═══ Document text

Total delay: 9 minutes from problem to solution

Delay-Induced Failure Modes

1. Prolonged degradation: Solution arrives too late

Problem at t=0
Solution effective at t=9
If problem only lasts 5 minutes → Wasted scaling
If problem lasts 15 minutes → 60% of duration in pain

2. Overshoot: Multiple decisions made during delay

t=0: CPU spikes to 95%
t=5: Decision #1: Add 10 instances (not aware of in-flight)
t=9: Decision #1 takes effect, CPU drops to 60%
t=10: Decision #2: Add 10 more (based on stale data at t=5)
t=14: Decision #2 takes effect, CPU at 30%, massive overcapacity

3. Oscillation: System bounces around equilibrium

Undercapacity → Scale up → [delay] → Overcapacity → Scale down → [delay] → Undercapacity → ...

Delay Analysis Framework

Question 1: What is the delay magnitude (D)?

Sum information + decision + material delays

Question 2: What is the desired response time (R)?

How fast does the problem evolve?
How quickly do we need the solution?

Question 3: What is the delay ratio (D/R)?

Rules of thumb:

D/R < 0.2: Delay negligible, can treat as instant
0.2 < D/R < 0.5: Delay noticeable, may cause slight overshoot
0.5 < D/R < 1.0: Danger zone, significant overshoot/oscillation risk
D/R > 1.0: Solution arrives after problem evolved, high risk of wrong action

Auto-scaling example:

D = 9 minutes (5 + 4)
R = 5 minutes (traffic spike duration)
D/R = 1.8 → HIGH RISK

Implications:

Need faster provisioning (reduce D)
Need earlier warning (increase R by predicting)
Need feedforward control (preemptive scaling)

══════
═══ Exercise data

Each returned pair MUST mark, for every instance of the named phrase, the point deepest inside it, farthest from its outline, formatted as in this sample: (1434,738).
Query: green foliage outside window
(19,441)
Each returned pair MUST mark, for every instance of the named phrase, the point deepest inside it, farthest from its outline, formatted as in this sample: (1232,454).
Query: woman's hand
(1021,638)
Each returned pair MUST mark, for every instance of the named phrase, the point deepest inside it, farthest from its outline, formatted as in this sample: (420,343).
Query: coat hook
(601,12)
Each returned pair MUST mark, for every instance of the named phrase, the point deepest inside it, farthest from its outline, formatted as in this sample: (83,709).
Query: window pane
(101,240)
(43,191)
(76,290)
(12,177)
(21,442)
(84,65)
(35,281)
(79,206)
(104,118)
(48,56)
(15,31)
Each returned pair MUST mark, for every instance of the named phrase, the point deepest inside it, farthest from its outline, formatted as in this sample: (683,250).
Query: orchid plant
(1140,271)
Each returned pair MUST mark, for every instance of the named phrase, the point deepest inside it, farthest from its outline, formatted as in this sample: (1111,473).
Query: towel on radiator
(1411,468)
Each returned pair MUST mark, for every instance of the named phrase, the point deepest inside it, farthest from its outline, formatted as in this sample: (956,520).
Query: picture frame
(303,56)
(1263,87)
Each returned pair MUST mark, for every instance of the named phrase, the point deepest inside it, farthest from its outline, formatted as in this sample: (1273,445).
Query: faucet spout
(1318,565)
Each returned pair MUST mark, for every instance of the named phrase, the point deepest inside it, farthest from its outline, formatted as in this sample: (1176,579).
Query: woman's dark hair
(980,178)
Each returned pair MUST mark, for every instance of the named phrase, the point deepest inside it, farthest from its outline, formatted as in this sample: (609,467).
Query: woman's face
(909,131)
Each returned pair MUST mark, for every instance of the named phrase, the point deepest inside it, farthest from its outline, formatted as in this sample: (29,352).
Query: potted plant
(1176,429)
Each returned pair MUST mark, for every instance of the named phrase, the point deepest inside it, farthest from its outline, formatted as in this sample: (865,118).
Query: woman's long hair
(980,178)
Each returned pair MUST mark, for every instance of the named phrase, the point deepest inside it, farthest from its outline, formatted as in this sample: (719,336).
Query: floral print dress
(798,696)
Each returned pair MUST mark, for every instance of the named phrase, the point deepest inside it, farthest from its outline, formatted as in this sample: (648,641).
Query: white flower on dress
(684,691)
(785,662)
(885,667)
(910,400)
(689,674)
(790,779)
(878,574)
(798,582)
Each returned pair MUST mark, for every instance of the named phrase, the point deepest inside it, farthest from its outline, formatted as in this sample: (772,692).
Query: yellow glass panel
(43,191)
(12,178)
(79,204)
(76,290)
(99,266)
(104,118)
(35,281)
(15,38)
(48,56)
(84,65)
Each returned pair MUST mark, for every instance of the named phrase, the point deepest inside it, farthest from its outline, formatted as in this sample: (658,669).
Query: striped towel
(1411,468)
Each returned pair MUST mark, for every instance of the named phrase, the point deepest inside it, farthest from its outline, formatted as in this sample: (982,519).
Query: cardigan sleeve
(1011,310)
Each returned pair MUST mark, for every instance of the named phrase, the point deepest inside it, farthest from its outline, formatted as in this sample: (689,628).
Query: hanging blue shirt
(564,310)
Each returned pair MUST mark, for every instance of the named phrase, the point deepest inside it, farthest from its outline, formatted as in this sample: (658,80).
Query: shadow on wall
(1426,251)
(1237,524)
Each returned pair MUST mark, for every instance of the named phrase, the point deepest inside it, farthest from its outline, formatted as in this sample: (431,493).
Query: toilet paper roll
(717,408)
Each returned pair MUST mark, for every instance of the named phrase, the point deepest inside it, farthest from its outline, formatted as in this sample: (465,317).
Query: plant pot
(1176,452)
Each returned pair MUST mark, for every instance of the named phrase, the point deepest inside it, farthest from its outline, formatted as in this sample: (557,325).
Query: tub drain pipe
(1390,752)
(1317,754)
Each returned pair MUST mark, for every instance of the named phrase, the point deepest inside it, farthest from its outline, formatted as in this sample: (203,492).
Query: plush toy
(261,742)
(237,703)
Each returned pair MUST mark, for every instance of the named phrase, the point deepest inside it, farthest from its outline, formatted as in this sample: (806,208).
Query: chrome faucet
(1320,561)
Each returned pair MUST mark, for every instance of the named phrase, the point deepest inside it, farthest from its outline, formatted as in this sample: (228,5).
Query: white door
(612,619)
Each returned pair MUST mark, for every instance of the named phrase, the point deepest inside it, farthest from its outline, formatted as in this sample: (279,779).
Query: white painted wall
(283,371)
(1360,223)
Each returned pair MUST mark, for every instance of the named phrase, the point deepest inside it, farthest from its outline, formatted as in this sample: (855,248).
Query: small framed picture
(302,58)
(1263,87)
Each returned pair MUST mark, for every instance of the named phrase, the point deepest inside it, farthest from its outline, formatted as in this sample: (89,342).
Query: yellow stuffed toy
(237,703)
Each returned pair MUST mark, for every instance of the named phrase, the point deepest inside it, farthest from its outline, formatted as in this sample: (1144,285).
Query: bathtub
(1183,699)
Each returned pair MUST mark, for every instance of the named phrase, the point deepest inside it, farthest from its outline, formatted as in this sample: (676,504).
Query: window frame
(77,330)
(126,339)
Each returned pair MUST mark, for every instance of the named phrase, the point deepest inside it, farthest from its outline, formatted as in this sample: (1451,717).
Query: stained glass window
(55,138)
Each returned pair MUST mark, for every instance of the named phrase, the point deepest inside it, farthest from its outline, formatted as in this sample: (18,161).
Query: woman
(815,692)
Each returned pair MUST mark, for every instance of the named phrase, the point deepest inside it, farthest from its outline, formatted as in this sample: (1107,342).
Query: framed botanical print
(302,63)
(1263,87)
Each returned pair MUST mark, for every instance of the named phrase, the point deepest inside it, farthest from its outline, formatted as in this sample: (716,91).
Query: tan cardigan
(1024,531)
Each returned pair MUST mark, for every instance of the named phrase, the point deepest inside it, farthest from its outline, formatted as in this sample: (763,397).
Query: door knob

══════

## Problem to solve
Continue the text on feedback delays in auto-scaling from the point where it stops.

## Output of the task
Addressing Delays: Leverage Points

Level 12 (weakest): Tune parameters

Adjust scaling thresholds (70% vs 80% CPU)
Helps marginally, doesn't eliminate delay

Level 11: Add buffers

Keep warm pool of pre-started instances
Reduces material delay, still has information delay

Level 6: Change information flow

Predictive auto-scaling (ML forecasting)
Eliminates information delay by anticipating

Level 10 (stronger): Change system structure

Scheduled scaling for known patterns
Feedforward control (bypass feedback loop entirely)

Key insight: Delays in balancing loops create most of the problem. Fixing delays is high-leverage.

Non-Linear Dynamics

When Linear Intuition Fails

Linear thinking: "Double the input, double the output"

Works for: Simple arithmetic, direct proportions
Fails for: Real systems with constraints, thresholds, interactions

Signs of non-linearity:

Diminishing returns: Adding more stops helping (hiring past team size 50)
Accelerating returns: More begets more (network effects)
Thresholds/cliffs: Small change causes regime shift (cache 95% → 100% full)
Saturation: Can't grow past ceiling (CPU can't exceed 100%)

Common Non-Linear Patterns

1. S-Curve (Logistic Growth):

Slow start → Exponential growth → Saturation

Example: Product adoption
  Early: Few users, slow growth (no network effects yet)
  Middle: Rapid growth (word of mouth kicks in)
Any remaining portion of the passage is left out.